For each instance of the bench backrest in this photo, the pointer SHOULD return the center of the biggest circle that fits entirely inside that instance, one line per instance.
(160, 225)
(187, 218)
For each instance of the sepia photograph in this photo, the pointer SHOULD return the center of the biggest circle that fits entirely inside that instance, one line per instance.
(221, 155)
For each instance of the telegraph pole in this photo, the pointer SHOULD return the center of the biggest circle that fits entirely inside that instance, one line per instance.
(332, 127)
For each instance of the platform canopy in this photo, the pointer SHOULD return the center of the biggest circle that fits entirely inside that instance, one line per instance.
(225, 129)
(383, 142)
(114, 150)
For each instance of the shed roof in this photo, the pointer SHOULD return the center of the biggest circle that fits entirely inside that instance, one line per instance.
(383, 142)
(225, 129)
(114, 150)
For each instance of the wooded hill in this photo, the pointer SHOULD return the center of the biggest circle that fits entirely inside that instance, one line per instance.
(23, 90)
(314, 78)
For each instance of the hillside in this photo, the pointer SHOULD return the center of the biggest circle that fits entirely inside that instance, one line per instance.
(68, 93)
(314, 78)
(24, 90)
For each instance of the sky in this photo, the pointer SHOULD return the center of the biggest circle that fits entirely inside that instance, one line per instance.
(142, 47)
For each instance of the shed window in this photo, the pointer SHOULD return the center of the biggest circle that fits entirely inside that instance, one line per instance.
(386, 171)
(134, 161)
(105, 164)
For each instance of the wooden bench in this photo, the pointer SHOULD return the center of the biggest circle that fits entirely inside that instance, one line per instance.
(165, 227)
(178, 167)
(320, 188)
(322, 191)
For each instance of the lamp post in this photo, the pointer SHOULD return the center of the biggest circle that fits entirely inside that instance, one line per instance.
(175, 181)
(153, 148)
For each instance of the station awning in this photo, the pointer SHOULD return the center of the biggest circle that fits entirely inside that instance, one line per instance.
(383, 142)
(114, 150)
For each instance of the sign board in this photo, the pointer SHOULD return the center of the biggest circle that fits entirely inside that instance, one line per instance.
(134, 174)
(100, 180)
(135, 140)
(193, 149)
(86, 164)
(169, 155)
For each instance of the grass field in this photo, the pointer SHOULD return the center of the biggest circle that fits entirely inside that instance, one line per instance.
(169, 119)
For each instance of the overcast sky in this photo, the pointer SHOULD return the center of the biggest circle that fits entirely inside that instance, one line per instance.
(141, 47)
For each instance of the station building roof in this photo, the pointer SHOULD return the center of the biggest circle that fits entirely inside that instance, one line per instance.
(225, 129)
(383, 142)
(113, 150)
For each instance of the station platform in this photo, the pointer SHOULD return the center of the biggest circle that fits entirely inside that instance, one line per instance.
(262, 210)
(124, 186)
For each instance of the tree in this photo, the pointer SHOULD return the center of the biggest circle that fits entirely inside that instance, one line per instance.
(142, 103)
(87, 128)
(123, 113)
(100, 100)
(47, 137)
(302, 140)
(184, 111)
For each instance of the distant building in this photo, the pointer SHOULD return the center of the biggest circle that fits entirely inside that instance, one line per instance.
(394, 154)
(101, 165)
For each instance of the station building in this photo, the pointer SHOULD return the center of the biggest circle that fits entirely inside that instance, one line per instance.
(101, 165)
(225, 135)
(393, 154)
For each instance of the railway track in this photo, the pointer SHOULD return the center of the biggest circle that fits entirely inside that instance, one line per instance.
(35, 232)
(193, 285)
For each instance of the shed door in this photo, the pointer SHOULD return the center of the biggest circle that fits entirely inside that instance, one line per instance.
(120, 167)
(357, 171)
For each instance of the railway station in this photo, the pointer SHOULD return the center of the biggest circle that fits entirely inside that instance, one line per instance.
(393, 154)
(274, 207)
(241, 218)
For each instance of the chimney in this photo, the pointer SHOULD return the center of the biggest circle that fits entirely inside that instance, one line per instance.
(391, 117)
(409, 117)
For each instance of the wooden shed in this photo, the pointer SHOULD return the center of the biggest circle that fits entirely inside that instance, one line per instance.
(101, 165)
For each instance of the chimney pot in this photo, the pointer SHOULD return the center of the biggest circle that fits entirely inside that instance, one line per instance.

* * *

■ GOAL OF THE EXERCISE
Quote verbatim the line containing "For each instance of the shed door" and every line after it through the end of the records above.

■ EXERCISE RESPONSE
For each instance of the shed door in this photo, the pointer SHOULD return the center of the biggest circle that fits entirely inside that instance, one line per instance.
(120, 167)
(357, 171)
For each instance of the railway station in this photo, the pointer SHOULD return the center of the biggest circle that fits entirely inside that instance, one line per instance.
(393, 154)
(274, 207)
(241, 218)
For each instance of the chimney in this photo, the pointer SHOULD return the center of the biggest circle that fits entirely inside that instance, one line per instance.
(391, 117)
(409, 117)
For each instance of the wooden shed in this photo, the pointer SHOULD return the center of the biggest circle that fits entirely inside that instance, one line per instance.
(101, 165)
For each instance of the chimney pot in this photo, the pointer SHOULD return the center of the biggest circle that fits entirely inside that instance, one line per instance.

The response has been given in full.